PROMPT: Edit the listing below by replacing "positive clicks" with "foreground clicks" wherever it occurs, and change nothing else. Leave the pictures out of your answer.

───── RECORDS FOR THE TASK

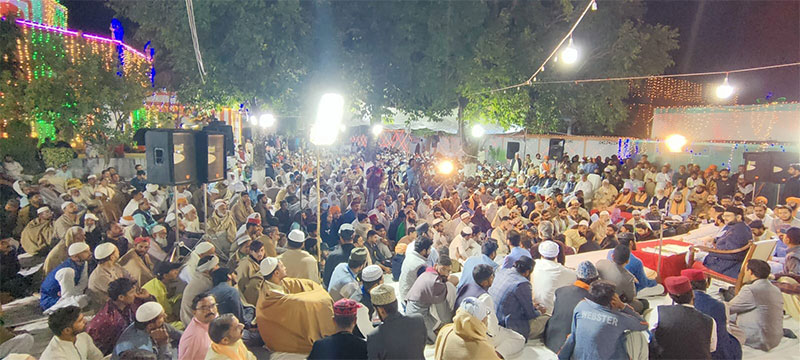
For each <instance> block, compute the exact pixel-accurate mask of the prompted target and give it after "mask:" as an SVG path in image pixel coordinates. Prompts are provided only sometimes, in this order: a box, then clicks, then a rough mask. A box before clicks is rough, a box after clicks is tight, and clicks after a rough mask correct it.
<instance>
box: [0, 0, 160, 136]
mask: <svg viewBox="0 0 800 360" xmlns="http://www.w3.org/2000/svg"><path fill="white" fill-rule="evenodd" d="M3 1H6V0H0V4H4V2H3ZM56 4H57V3H56ZM58 6H60V5H58ZM53 7H54V8H57V7H56V6H55V5H53ZM20 11H21V10H20ZM43 14H48V12H47V11H45V12H44V13H43ZM64 14H65V15H64V19H66V13H64ZM29 17H30V16H26V18H29ZM34 19H36V17H34ZM51 20H52V19H51ZM3 21H7V20H6V19H4V20H3ZM15 21H16V24H17V25H18V26H19V27H20V28H21V31H22V36H21V37H20V38H18V39H17V46H16V48H17V49H16V50H17V59H18V61H19V66H20V70H21V73H22V76H24V78H25V80H27V81H28V82H34V81H47V79H48V78H51V77H53V75H54V74H53V69H52V68H51V67H50V66H49V65H48V61H50V59H47V58H46V57H45V56H43V55H42V54H43V51H42V50H43V49H49V48H52V50H57V51H55V54H56V55H55V56H59V57H66V58H67V59H68V60H69V61H70V62H71V63H73V64H74V63H78V62H80V61H81V60H82V59H84V58H85V57H86V56H87V55H88V54H100V55H101V56H102V58H103V59H104V64H105V67H106V69H108V70H110V71H115V72H116V73H117V75H119V76H128V75H130V74H132V73H136V74H142V73H144V74H148V76H146V77H142V78H143V79H150V81H149V82H148V81H146V80H145V81H143V83H142V86H144V87H152V85H153V84H152V81H153V77H152V75H153V74H154V69H153V65H152V63H153V52H152V51H151V53H150V54H149V55H145V54H144V53H142V52H140V51H138V50H136V49H134V48H133V47H131V46H130V45H128V44H125V43H124V42H122V40H121V35H117V36H118V38H114V39H112V38H107V37H103V36H98V35H92V34H87V33H83V32H79V31H73V30H69V29H66V28H63V27H59V26H57V25H59V24H60V23H58V22H55V23H53V21H54V20H53V21H50V22H51V23H52V24H44V23H39V22H35V21H30V20H26V19H23V18H17V19H15ZM64 24H66V20H64ZM57 47H59V49H57ZM50 53H51V54H52V53H53V52H52V51H51V52H50ZM135 115H136V114H134V116H135ZM87 121H91V119H87ZM6 122H7V120H5V119H4V120H3V123H2V124H0V125H2V129H0V131H2V134H3V135H4V136H6V135H5V134H6V132H5V126H6V125H7V123H6ZM31 130H32V131H31V136H32V137H39V138H40V139H44V138H54V136H55V128H54V127H53V125H52V124H50V123H48V122H46V121H43V120H37V121H35V122H32V124H31Z"/></svg>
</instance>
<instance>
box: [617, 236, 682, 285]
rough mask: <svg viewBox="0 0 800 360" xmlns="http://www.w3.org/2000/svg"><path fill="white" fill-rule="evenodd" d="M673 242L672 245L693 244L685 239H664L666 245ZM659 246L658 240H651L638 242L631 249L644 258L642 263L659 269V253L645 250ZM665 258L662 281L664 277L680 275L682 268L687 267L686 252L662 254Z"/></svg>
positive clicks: (655, 247) (662, 270) (664, 241)
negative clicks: (634, 248)
mask: <svg viewBox="0 0 800 360" xmlns="http://www.w3.org/2000/svg"><path fill="white" fill-rule="evenodd" d="M667 244H672V245H680V246H691V245H692V244H689V243H685V242H683V241H678V240H671V239H664V245H667ZM650 247H654V248H658V240H650V241H642V242H639V243H636V249H637V250H634V251H631V253H632V254H633V255H635V256H636V257H637V258H639V260H642V265H644V266H645V267H647V268H649V269H652V270H655V271H657V270H658V254H655V253H651V252H647V251H643V250H644V249H645V248H650ZM662 256H663V258H662V261H661V279H659V282H661V280H662V279H666V278H667V277H670V276H679V275H680V274H681V270H683V269H686V253H681V254H674V255H667V254H662Z"/></svg>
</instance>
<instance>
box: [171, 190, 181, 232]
mask: <svg viewBox="0 0 800 360" xmlns="http://www.w3.org/2000/svg"><path fill="white" fill-rule="evenodd" d="M172 200H173V204H175V209H174V210H175V246H178V244H180V242H181V240H180V239H181V237H180V232H181V227H180V225H179V223H180V218H178V185H174V186H172Z"/></svg>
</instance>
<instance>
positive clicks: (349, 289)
mask: <svg viewBox="0 0 800 360" xmlns="http://www.w3.org/2000/svg"><path fill="white" fill-rule="evenodd" d="M366 264H367V249H366V248H363V247H362V248H355V249H353V251H352V252H350V258H349V259H348V261H347V262H346V263H341V264H339V265H336V268H335V269H334V270H333V273H332V274H331V280H330V284H328V293H330V294H331V298H333V299H334V301H336V300H339V299H353V300H356V301H361V285H360V284H359V282H358V277H357V275H358V274H359V273H360V272H361V270H362V269H364V267H365V266H366Z"/></svg>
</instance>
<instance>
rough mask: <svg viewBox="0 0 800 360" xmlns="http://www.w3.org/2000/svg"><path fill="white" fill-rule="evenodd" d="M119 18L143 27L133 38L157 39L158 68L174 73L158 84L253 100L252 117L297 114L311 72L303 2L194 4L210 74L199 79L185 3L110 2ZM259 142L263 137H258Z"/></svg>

──────────

ANSWER TO THIS EXERCISE:
For each <instance> block, compute the exact pixel-accurate mask of the prompted target and give it after "mask:" as an SVG path in image pixel coordinates. Prompts are provided only sometimes, in this order: a box, then clicks, then a rough mask. A box before clicks is rough, a box after clicks is tight, and clicks after a rough mask correct it.
<instance>
box: [0, 0, 160, 136]
mask: <svg viewBox="0 0 800 360" xmlns="http://www.w3.org/2000/svg"><path fill="white" fill-rule="evenodd" d="M3 1H6V0H0V4H4V2H3ZM56 4H57V3H56ZM58 6H60V5H58ZM53 7H54V8H57V7H56V6H55V5H53ZM20 11H21V10H20ZM43 14H48V12H47V11H45V12H44V13H43ZM64 14H65V15H64V19H66V13H64ZM29 17H30V16H26V18H29ZM34 19H36V17H34ZM51 20H52V19H51ZM3 21H7V20H6V19H4V20H3ZM15 21H16V24H17V25H18V26H19V27H20V28H21V31H22V36H21V37H20V38H18V39H17V46H16V48H17V49H16V50H17V59H18V61H19V66H20V70H21V73H22V76H24V78H25V80H27V81H28V82H34V81H47V79H48V78H51V77H53V75H54V74H53V69H52V68H51V67H50V66H49V65H48V61H50V59H47V58H46V57H45V56H43V55H42V54H43V51H42V50H43V49H49V48H52V50H57V51H55V54H56V55H55V56H59V57H66V58H67V59H68V60H69V61H70V62H71V63H73V64H74V63H78V62H80V61H81V60H82V59H84V58H85V57H86V56H87V55H88V54H100V55H101V56H102V58H103V59H104V64H105V67H106V69H108V70H110V71H115V72H116V73H117V75H119V76H128V75H130V74H132V73H136V74H142V73H144V74H148V76H146V77H142V78H143V79H150V81H149V82H148V81H146V80H145V81H143V83H142V86H144V87H152V85H153V84H152V81H153V77H152V75H153V74H154V69H153V65H152V63H153V52H152V51H151V53H150V54H149V55H145V54H144V53H142V52H140V51H138V50H136V49H134V48H133V47H131V46H130V45H128V44H125V43H124V42H122V40H121V35H117V36H118V38H114V39H112V38H107V37H103V36H98V35H92V34H87V33H83V32H79V31H73V30H69V29H66V28H63V27H59V26H57V25H59V24H60V23H58V22H55V23H53V21H54V20H53V21H50V22H51V23H52V24H44V23H39V22H35V21H30V20H26V19H23V18H17V19H15ZM64 24H66V20H64ZM57 47H59V49H57ZM50 53H51V54H52V53H53V52H52V51H51V52H50ZM135 115H136V114H134V116H135ZM87 121H91V119H87ZM6 122H7V120H5V119H4V120H3V123H2V124H0V125H2V129H0V131H2V134H3V135H4V136H6V135H5V134H6V132H5V126H6V125H7V123H6ZM31 130H32V131H31V136H32V137H39V138H40V139H44V138H54V136H55V128H54V127H53V125H52V124H50V123H48V122H46V121H43V120H37V121H35V122H32V124H31Z"/></svg>
</instance>
<instance>
box: [617, 236, 682, 285]
rough mask: <svg viewBox="0 0 800 360" xmlns="http://www.w3.org/2000/svg"><path fill="white" fill-rule="evenodd" d="M673 242L672 245L693 244L685 239H664L666 245ZM659 246L658 240H651L638 242L631 249L644 258L642 263L659 269V253L645 250ZM665 258L662 281L664 277L680 275L682 268L687 267L686 252L662 254Z"/></svg>
foreground clicks: (655, 247) (662, 270) (664, 241)
negative clicks: (634, 248)
mask: <svg viewBox="0 0 800 360" xmlns="http://www.w3.org/2000/svg"><path fill="white" fill-rule="evenodd" d="M667 244H672V245H680V246H691V245H692V244H689V243H685V242H683V241H678V240H671V239H664V245H667ZM650 247H654V248H658V240H650V241H642V242H639V243H636V249H637V250H634V251H631V253H632V254H633V255H635V256H636V257H637V258H639V260H642V265H644V266H645V267H647V268H649V269H652V270H655V271H657V270H658V254H655V253H651V252H647V251H643V250H644V249H645V248H650ZM662 256H663V258H662V261H661V279H659V282H661V280H662V279H666V278H667V277H670V276H679V275H680V274H681V270H683V269H686V253H681V254H674V255H667V254H662Z"/></svg>
</instance>
<instance>
box: [171, 190, 181, 232]
mask: <svg viewBox="0 0 800 360" xmlns="http://www.w3.org/2000/svg"><path fill="white" fill-rule="evenodd" d="M172 200H173V204H175V209H174V210H175V246H178V244H180V242H181V240H180V239H181V237H180V232H181V227H180V225H179V223H180V218H178V185H174V186H172Z"/></svg>
</instance>
<instance>
foreground clicks: (349, 289)
mask: <svg viewBox="0 0 800 360" xmlns="http://www.w3.org/2000/svg"><path fill="white" fill-rule="evenodd" d="M366 264H367V249H366V248H363V247H362V248H355V249H353V251H352V252H350V258H349V259H348V261H347V262H346V263H341V264H339V265H336V268H335V269H334V270H333V273H332V274H331V280H330V284H328V293H330V294H331V298H333V299H334V301H336V300H339V299H353V300H356V301H361V285H360V284H359V282H358V277H357V275H358V274H359V273H360V272H361V270H362V269H364V267H365V266H366Z"/></svg>
</instance>
<instance>
rough mask: <svg viewBox="0 0 800 360" xmlns="http://www.w3.org/2000/svg"><path fill="white" fill-rule="evenodd" d="M119 18L143 27L133 38L157 39L158 68L174 73L158 84L253 100L252 117L297 114L311 72L303 2L194 4L210 74L199 79L185 3L110 2ZM259 142L263 137H258Z"/></svg>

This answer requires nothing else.